**Written request 1:**
Repeat the part of the rows that opens with their first line and closes with the line containing "column 21, row 321". Include both of those lines and keep every line unchanged.
+ + + + +
I gave some more thought to your comment last night making the distinction that Quondam is more directed toward the study of design rather than towards a study of history, and I now appreciate what you were saying. Moreover, what you were saying makes me now wonder whether a similar type of distinction can be made concerning the work of Piranesi, that is, would it be a worthwhile exercise to speculate whether Piranesi leaned more towards design or more towards history?


1997.01.15
new insights - material from Sue Dixon
After going through the material sent by Sue Dixon, I found some new insights concerning my interpretations of the Campo Marzio. Through Sue's glossary of Latin words I now know the program of the Bustum Hadriani (and likewise the Bustum Augusti) which is essentially one enormous "death machine"--it is an entire complex devoted to the logistics of passing from this life to the next. (Just now I thought of Rossi's original plan for the cemetery of Modena.) There are crematoriums and banquet halls and a stage (for viewing perhaps?), tombs galore for family and slaves--like one gigantic funeral home on an Imperial scale.
Of course, this reinforces my idea of the Bustum Hadriani as an axis of death which is 90 degrees perpendicular to what I believe is the axis of life. That Piranesi put such a large emphasis on death is not at all inappropriate, however, given the fact that the dead of Rome were buried outside the (old?) walls, i.e. most often/primarily in the Campo Marzio.


1997.01.15
triumphal way - new ideas
I also have new ideas concerning the "triumphal way." I now see that it starts at the temple and altar of Janus, and this is significant because of Janus' connection with Rome and war. Furthermore, the notion of Janus as beginning/ending is also significant, and the "way" beginning (and conversely ending) at Janus is complimented be the way ending (and conversely beginning) a the alter/temple of Mars.
As the route proceeds from the Janus sector, it makes its way through the Campo Marzio's "theater district"--in every way a "downtown," commercial/entertainment zone complete with shops, small baths, and brothels. I am very much reminded of New York's Time's Square and Broadway in its great mix of accommodation and "entertainment." The fact that the Triumphal Way weaves through this type of urban area makes Piranesi's plan/program of the Campo Marzio not at all unlike any major metropolis today. (I now have so much more to say about the "way.")
As the "way" proceeds further, it crosses the Tiber and into an area that is almost the antithesis of the "theater district," i.e., the Bustum Hadriani--one huge cemetery. Going from one extreme to another gives the "way" a potent symbolic nature, and I can elaborate on this in how even though the plan of the Campo Marzio is all drawn in the same manner, the actual character of the various sectors of the Campo Marzio are very varied and distinct, and the "way" symbolically calls out (calls precise attention to) the extreme cases.
I now have more of a case in making note of the extreme suburbs, as well.

1997.02.08
abstract to Acadia 97
Dear Professor Jordan:
Please consider the following abstract as a candidate for the papers to be presented at ACADIA's forthcoming meeting in Cincinnati. I have used CAD as an architect since 1983, and although I am not presently affiliated with any academic institution, I believe my continual "hands-on" experience utilizing CAD for both professional purposes and for free-spirited creativity provides me with the necessary credentials to qualify as a CAD expert. My most recent architecture/CAD project is Quondam - A Virtual Museum of Architecture.
I look forward to your reply.
Sincerely,
Stephen Lauf
Abstract -
Title: "Capturing more than meets the eye"
+ + + + +
**Written request 2:**
Reproduce the part of the notes on Piranesi's Campo Marzio that opens with the words containing "Of course, this" and closes with "in the Campo Marzio.", copying it word for word.

**Information shown:**
+ + + + +
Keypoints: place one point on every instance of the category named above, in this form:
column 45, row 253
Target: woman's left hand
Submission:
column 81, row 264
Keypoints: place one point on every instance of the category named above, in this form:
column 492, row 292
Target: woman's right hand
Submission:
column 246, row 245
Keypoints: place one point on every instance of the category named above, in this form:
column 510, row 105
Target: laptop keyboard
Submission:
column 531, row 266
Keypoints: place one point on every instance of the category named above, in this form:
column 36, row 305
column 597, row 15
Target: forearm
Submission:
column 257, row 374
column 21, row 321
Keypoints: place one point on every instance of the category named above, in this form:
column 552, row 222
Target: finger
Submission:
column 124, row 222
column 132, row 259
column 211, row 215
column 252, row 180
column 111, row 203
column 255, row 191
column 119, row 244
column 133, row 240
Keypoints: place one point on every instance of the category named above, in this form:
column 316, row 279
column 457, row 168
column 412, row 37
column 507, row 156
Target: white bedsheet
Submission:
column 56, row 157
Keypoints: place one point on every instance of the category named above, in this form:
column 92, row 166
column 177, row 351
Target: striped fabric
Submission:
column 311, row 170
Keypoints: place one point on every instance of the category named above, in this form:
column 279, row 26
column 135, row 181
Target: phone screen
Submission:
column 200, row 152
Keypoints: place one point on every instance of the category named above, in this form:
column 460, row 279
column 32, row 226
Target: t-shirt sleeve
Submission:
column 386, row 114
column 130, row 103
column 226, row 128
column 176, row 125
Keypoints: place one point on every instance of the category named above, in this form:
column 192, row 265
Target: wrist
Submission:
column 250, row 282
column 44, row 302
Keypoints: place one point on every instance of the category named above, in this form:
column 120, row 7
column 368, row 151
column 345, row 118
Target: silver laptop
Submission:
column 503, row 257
+ + + + +
**Solution 1:**
Keypoints: place one point on every instance of the category named above, in this form:
column 45, row 253
Target: woman's left hand
Submission:
column 81, row 264
Keypoints: place one point on every instance of the category named above, in this form:
column 492, row 292
Target: woman's right hand
Submission:
column 246, row 245
Keypoints: place one point on every instance of the category named above, in this form:
column 510, row 105
Target: laptop keyboard
Submission:
column 531, row 266
Keypoints: place one point on every instance of the category named above, in this form:
column 36, row 305
column 597, row 15
Target: forearm
Submission:
column 257, row 374
column 21, row 321

**Solution 2:**
Of course, this reinforces my idea of the Bustum Hadriani as an axis of death which is 90 degrees perpendicular to what I believe is the axis of life. That Piranesi put such a large emphasis on death is not at all inappropriate, however, given the fact that the dead of Rome were buried outside the (old?) walls, i.e. most often/primarily in the Campo Marzio.